**What is required:** All lines with the word "query" must be pulled from the entries below.

**Natural-language object grounding data:**
◆ ◆ ◆ ◆ ◆ ◆ ◆

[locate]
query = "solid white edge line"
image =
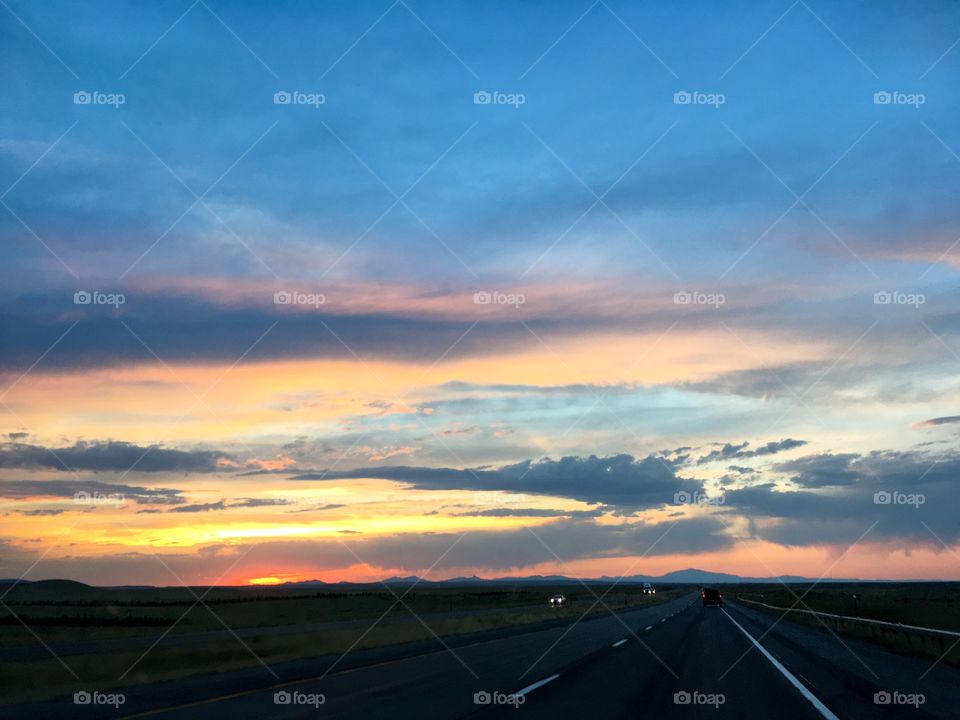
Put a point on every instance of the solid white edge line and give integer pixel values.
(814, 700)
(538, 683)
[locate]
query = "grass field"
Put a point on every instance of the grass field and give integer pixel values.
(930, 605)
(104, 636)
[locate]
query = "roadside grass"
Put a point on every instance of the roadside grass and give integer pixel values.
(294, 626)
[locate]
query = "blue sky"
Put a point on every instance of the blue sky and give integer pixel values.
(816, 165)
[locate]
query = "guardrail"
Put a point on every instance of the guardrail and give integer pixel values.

◆ ◆ ◆ ◆ ◆ ◆ ◆

**Final answer:**
query = "solid white edge line"
query = "grass field"
query = "roadside grass"
query = "blue sky"
query = "guardrail"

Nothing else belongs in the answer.